▶ **QUESTIONS**
1. In the HIPAA article, why must an organization's management make sure its business associates comply with HIPAA? Answer in one to three sentences.
2. According to the HIPAA article, in what year was HIPAA enacted?
3. Please continue the HIPAA article from where it stops.

Penalties For Violating HIPAA
The sensitivity of health information triggered federal governments to institute compliance regulations to ensure that the privacy of patients is upheld at all times. The establishment of the Healthcare Insurance Portability and Accountability Act (HIPAA) heightened the security of Protected Health Information (PHI) as well as the electronic Protected Health Information (ePHI). If your firm fails to comply with HIPAA, you risk facing severe penalties!
Overview (What is HIPAA?)
HIPAA is a law that was enacted in 1996 to protect sensitive health information. The law has been revised severally including:
- In 2003, the US Department of Health and Human Services (HHS) revised HIPAA to incorporate the Privacy Rule
- In 2005, the HIPAA Security Rule was updated to include the protection of electronic Private Health Information. The update developed several procedures to provide safety guidelines when handling, storing or transmitting sensitive health data electronically. For example, physical safeguards were introduced to prevent unauthorized access to the data. Also, organizations must develop technical safeguards where they’ll be required to safeguard the transmission of data over open networks.
All these safeguards should comply with the HIPAA requirements.
What are HIPAA Covered Entities and Business Associates?
HIPAA defines covered entities as all institutions or individuals that interact directly with PHI and ePHI. The entities may include all healthcare providers (doctors, clinical officers, nurses, midwives, caregivers, pharmacies dentists, psychologists, and chiropractors), health care clearinghouses (processes non-standard data to standard data format), as well as those who provide health plans. The health plan providers may include the HMOs, health insurance companies, Medicare, and military health programs.
Business associates are individuals or entities that gain access to PHI and ePHI due to the services that they provide to the covered entities. For example, auditing firms or a CPA specialist who would require to access the private health data for accounting reasons. While this is risky, the hospital cannot forego the auditing system. As such, it is the obligation of the management to ensure that the business associates comply with HIPAA regulations to guarantee the security of the PHI and ePHI.
HIPAA regulations require that all the entities that involve business associates in their operations should use a written contract that explicitly explains the responsibilities of the business associate in protecting PHI and ePHI.
Who is in Charge of HIPAA?
The Office of Civil Rights (OCR) is obliged to ensure the implementation of the HIPAA Privacy and Security Rules. The agency provides a platform where aggrieved consumers can complain against specific actions by the covered entities and business entities. Some of these platforms include their website, email, postal mail address, and fax.

▶ **INPUT DATA**
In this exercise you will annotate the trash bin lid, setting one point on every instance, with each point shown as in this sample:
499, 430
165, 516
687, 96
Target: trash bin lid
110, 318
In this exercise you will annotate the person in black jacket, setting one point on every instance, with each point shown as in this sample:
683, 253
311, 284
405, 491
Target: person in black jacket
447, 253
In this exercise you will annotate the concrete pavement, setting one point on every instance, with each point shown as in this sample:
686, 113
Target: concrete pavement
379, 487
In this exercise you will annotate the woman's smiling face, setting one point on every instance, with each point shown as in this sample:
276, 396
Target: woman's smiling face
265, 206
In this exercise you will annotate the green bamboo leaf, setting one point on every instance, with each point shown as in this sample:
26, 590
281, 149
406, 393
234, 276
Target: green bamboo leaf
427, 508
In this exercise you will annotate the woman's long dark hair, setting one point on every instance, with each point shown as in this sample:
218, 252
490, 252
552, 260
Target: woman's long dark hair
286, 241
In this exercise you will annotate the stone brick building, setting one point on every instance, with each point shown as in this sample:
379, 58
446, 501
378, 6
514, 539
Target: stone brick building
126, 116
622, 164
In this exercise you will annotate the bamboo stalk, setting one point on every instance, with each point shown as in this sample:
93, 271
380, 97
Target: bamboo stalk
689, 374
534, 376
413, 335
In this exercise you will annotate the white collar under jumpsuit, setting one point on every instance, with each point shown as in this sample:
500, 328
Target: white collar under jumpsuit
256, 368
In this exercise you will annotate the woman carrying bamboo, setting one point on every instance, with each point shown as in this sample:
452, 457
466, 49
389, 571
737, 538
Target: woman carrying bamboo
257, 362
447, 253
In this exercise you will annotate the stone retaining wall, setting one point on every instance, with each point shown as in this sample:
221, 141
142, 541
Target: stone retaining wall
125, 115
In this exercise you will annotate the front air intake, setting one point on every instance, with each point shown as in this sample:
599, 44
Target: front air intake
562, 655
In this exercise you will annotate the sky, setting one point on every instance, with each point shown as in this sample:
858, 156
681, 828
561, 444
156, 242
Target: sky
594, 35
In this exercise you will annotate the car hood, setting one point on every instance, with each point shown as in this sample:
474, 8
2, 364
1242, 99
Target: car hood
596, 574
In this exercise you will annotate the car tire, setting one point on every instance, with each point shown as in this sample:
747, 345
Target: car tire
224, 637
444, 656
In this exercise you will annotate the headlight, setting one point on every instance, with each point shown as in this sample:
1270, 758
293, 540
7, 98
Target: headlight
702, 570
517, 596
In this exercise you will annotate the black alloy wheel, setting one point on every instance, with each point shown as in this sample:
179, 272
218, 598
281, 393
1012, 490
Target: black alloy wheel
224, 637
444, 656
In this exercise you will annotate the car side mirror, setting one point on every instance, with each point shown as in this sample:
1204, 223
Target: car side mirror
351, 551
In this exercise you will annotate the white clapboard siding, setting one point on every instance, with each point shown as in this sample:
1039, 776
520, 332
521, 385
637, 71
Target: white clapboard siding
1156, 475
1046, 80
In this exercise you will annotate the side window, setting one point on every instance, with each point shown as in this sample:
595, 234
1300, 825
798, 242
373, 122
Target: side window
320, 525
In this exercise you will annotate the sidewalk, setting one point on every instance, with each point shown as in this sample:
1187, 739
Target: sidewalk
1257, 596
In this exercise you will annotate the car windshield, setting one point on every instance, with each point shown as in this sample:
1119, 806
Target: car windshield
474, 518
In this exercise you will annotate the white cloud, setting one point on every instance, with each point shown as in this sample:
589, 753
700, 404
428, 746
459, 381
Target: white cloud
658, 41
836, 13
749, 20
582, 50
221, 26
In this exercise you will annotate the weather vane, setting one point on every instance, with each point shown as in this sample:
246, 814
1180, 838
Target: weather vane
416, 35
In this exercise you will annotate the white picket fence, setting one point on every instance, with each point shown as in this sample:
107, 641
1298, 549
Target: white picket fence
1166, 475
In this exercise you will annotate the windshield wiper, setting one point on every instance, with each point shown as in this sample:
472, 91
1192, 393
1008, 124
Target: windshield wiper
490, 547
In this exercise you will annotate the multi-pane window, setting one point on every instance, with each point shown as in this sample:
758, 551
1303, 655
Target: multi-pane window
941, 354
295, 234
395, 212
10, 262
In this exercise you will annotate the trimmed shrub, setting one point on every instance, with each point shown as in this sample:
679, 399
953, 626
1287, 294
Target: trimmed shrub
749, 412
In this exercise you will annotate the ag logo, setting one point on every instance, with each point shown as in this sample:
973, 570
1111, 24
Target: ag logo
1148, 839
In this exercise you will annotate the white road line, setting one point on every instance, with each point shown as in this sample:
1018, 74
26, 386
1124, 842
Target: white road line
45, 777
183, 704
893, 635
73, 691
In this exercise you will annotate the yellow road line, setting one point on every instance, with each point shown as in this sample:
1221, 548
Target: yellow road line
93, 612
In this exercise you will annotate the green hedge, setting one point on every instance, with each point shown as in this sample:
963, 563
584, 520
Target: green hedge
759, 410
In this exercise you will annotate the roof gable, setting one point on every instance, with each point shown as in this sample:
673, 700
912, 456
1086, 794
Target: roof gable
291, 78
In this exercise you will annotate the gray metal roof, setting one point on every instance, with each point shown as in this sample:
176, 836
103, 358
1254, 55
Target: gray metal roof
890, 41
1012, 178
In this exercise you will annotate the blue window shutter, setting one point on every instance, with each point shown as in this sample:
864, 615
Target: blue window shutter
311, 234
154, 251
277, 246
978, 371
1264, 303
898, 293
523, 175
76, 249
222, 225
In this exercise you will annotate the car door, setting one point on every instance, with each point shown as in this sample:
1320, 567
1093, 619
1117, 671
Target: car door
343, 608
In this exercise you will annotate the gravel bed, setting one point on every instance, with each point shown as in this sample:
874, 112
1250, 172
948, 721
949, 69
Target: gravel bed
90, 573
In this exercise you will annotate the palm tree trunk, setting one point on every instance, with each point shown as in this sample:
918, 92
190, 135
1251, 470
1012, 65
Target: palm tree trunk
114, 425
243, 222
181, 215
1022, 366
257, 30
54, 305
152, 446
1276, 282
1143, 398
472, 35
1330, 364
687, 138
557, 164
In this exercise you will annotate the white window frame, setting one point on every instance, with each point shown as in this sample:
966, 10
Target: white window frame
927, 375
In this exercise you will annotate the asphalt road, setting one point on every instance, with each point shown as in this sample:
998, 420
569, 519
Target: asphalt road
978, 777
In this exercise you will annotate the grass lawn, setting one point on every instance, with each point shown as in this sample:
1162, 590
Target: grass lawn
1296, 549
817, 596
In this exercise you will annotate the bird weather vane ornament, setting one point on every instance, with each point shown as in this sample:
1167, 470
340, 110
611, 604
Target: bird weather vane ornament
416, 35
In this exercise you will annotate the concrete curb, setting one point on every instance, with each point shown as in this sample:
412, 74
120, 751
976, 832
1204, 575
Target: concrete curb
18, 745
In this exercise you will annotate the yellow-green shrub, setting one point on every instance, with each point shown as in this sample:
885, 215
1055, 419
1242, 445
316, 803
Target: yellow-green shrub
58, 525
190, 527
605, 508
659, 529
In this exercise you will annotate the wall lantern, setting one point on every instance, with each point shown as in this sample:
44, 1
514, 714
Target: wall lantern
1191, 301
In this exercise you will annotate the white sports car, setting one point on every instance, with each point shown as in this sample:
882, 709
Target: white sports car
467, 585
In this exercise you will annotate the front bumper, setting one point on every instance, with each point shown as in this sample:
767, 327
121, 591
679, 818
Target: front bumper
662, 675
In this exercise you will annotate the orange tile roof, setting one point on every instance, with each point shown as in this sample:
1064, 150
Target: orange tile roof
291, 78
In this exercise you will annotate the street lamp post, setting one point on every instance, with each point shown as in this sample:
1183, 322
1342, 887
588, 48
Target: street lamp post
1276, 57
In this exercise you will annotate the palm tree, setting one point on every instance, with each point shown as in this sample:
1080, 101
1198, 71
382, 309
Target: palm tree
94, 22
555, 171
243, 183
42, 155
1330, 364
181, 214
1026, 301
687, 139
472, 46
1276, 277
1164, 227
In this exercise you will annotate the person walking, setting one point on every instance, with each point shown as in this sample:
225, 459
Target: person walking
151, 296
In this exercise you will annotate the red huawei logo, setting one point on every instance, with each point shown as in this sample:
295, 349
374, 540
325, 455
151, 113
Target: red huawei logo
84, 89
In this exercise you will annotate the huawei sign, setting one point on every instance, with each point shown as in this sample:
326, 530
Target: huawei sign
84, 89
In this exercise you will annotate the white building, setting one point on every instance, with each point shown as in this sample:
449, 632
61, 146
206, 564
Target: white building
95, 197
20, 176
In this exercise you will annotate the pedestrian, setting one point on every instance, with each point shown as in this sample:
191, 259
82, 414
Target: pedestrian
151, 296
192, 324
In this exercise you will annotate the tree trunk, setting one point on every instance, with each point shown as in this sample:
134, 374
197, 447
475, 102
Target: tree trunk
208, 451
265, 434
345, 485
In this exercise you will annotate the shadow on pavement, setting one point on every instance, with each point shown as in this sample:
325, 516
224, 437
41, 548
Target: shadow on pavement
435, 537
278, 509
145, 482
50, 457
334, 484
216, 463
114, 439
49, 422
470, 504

▶ **PER-TASK ANSWERS**
1. Business associates, such as auditing firms or CPA specialists, gain access to PHI and ePHI through the services they provide to covered entities. This is risky, but a hospital cannot forgo the auditing system. So management must ensure these associates comply with HIPAA to guarantee the security of the PHI and ePHI.

2. 1996.

3.
What are the Penalties for HIPAA Non-Compliance?
When you fail to follow HIPAA regulations, you will be tracked by the regulatory body and, if indeed guilty, you will pay monetary penalties. These regulations were strengthened by the adoption of the Consolidated Omnibus Budget Reconciliation Act (COBRA) which introduced more penalties to trigger widespread compliance.
The Office of Civil Rights can impose several tier-based fines for HIPAA non-compliance. The magnitude of the fine depends on whether the covered entity/business associate deliberately or unknowingly violated the HIPAA regulations.
For first-tier, the penalty can be $100 for every unknowing violation with a maximum of $25,000 for repeat violations. However, this amount is not static and can go up to $50,000 per violation with a maximum of $1.5 million every year depending on the assessment of the regulatory body.
If you face the second-tier penalty, you will pay a maximum of $1000 per violation with a maximum penalty of $100,000 annually. Just like in the first-tier, the maximum fine for every reasonable reason for violation is $50,000 with a maximum of $1.5 million per year.
The third-tier penalties are meant for those covered entities/ business associates that deliberately neglected the HIPAA regulations. Each penalty at this level is fined a minimum of $10,000 and repeat violations are charged up to $250,000 annually. The maximum penalty that you can pay per violation is $50,000 with the maximum of $1.5 per year.
Based on these fines, you can deduce that the fines of non-compliance may be costly whether you knowingly or unknowingly neglect the HIPAA regulations. As such, it’s necessary that you always research and comply with the requirements to avoid the penalties.
Is Failing the HIPAA-Compliance Test a Felony?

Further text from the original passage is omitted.